▶ _FRAGMENTO_
En Puertas del Campo ya se ha llenado el autobús. La puerta
central se abre para dar salida a una pasajera,
circunstancia que es aprovechada por un tropel de
adolescentes para subir al vehículo sin pasar por taquilla.
Gritos, golpes, música estridente anuncian que han llegado
los escolares del Príncipe para exasperar a sus propios
vecinos, principales usuarios de esta línea.
Los más conflictivos ocupan la hilera de asientos traseros
del autobús. Desde allí, y aprovechando la invisibilidad que
les proporcionan otros compañeros que viajan de pie,
colocados a modo de parapeto, se fragua la algarada. Los
vecinos del barrio siguen buscando responsables de lo que
vienen padeciendo: “La culpa es de la Ley del Menor y el
gobierno que la ha puesto”, insiste la misma usuaria que
había estado quejándose en el punto de partida del trayecto.
Palmas insistentes, melodías discotequeras a todo volumen y
el grito intermitente y agudo de uno de los escolares sirven
para exacerbar los ánimos de los adolescentes, en lo que
parece un nuevo estallido de violencia colectiva. La
excitación se masca en el ambiente.
Quienes han intentado aproximarse al fenómeno de la
violencia juvenil desde la perspectiva psicosocial aseguran
que los actos vandálicos representan la opinión no expresada
con palabras de los menores conflictivos sobre al estado de
las cosas. Los ataques al patrimonio común vendrían a
expresar ese descontento.
Bienvenida al barrio
El vocerío y el ruido que precede al aporreo de las lunas
del vehículo y los empellones al resto de usuarios parecen
corroborar esta presunción. El vórtice de la excitación se
alcanza cuando el autobús penetra en al barrida de Príncipe
Alfonso: un objeto impacta sobre la luna trasera del
vehículo para dar la bienvenida a los jóvenes escolares. La
turba parece incontrolable.

▶ _LOS DATOS_
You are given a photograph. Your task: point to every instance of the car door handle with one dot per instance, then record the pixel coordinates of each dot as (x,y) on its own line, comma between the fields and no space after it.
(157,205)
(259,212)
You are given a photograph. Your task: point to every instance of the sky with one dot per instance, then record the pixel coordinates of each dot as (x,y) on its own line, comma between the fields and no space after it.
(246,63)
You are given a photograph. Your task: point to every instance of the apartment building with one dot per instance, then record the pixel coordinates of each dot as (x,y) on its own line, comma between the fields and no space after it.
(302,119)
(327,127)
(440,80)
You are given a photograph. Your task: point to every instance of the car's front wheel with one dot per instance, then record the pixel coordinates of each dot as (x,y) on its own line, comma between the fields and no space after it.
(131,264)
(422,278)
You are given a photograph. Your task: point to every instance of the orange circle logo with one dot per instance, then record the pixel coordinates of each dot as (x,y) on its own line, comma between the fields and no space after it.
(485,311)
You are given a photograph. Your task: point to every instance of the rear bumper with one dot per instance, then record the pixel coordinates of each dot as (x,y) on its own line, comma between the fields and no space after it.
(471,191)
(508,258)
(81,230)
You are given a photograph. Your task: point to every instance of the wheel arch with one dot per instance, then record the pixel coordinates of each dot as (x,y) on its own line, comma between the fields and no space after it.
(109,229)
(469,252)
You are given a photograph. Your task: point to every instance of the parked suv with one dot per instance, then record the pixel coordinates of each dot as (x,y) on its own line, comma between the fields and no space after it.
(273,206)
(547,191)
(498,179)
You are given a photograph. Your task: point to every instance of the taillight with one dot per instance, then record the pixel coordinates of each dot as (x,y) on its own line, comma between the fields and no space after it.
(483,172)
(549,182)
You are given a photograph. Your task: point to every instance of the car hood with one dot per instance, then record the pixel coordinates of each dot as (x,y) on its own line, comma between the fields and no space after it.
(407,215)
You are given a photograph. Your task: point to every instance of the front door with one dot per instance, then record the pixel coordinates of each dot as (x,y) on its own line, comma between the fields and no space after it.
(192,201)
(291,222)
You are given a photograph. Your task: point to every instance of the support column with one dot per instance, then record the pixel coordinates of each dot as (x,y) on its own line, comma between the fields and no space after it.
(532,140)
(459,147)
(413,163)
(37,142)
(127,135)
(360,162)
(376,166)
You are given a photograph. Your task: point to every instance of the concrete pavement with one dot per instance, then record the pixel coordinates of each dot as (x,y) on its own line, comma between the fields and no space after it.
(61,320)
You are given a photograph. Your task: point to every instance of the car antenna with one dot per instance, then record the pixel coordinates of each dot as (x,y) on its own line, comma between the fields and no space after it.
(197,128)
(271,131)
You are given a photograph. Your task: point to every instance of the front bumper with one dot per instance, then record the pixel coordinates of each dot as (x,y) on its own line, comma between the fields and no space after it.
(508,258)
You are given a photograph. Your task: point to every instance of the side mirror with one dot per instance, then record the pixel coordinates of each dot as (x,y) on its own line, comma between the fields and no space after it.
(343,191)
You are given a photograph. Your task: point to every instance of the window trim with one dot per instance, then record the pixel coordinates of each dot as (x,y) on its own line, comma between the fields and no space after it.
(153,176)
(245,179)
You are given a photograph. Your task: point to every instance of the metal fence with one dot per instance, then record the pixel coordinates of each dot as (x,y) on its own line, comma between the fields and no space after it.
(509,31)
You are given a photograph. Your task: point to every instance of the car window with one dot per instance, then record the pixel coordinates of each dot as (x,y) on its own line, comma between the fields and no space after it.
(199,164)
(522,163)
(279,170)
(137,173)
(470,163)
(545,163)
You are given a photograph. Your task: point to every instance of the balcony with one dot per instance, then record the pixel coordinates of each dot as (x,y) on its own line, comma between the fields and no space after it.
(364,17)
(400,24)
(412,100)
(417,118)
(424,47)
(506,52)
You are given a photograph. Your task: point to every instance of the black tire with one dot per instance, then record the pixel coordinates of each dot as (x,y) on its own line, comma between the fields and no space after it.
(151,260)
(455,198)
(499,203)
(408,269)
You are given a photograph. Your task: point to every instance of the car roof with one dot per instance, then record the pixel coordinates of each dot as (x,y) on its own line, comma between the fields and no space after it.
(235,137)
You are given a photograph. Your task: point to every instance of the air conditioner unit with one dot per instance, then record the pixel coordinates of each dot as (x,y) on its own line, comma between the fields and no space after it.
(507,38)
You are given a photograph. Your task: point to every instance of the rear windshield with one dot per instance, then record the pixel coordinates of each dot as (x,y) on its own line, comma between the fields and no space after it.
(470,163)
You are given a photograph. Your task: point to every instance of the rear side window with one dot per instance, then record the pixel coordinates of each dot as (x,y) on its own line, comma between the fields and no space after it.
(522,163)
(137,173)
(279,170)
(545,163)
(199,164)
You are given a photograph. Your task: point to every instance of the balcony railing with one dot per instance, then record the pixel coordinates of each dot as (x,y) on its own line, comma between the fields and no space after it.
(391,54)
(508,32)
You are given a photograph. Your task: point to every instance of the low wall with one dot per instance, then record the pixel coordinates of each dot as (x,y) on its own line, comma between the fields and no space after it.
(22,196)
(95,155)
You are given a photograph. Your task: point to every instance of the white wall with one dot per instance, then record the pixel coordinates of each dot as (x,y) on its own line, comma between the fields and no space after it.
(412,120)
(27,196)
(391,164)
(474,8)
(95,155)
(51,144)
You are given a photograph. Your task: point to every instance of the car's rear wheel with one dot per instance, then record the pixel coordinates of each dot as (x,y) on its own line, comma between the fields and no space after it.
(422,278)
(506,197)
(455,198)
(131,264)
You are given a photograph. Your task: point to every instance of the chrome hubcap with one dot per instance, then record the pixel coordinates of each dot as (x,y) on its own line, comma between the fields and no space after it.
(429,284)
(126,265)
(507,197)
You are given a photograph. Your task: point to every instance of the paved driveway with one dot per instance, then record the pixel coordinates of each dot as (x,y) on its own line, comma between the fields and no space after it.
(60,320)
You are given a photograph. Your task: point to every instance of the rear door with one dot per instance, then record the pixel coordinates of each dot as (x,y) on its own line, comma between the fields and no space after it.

▶ _LO QUE SE PIDE_
Repite literalmente una parte del fragmento sobre el autobús escolar. Empieza en las palabras que contienen "Palmas insistentes, melodías" y detente después de "en el ambiente.". Los ítems no tienen ningún papel en esto.

▶ _RESPUESTA_
Palmas insistentes, melodías discotequeras a todo volumen y
el grito intermitente y agudo de uno de los escolares sirven
para exacerbar los ánimos de los adolescentes, en lo que
parece un nuevo estallido de violencia colectiva. La
excitación se masca en el ambiente.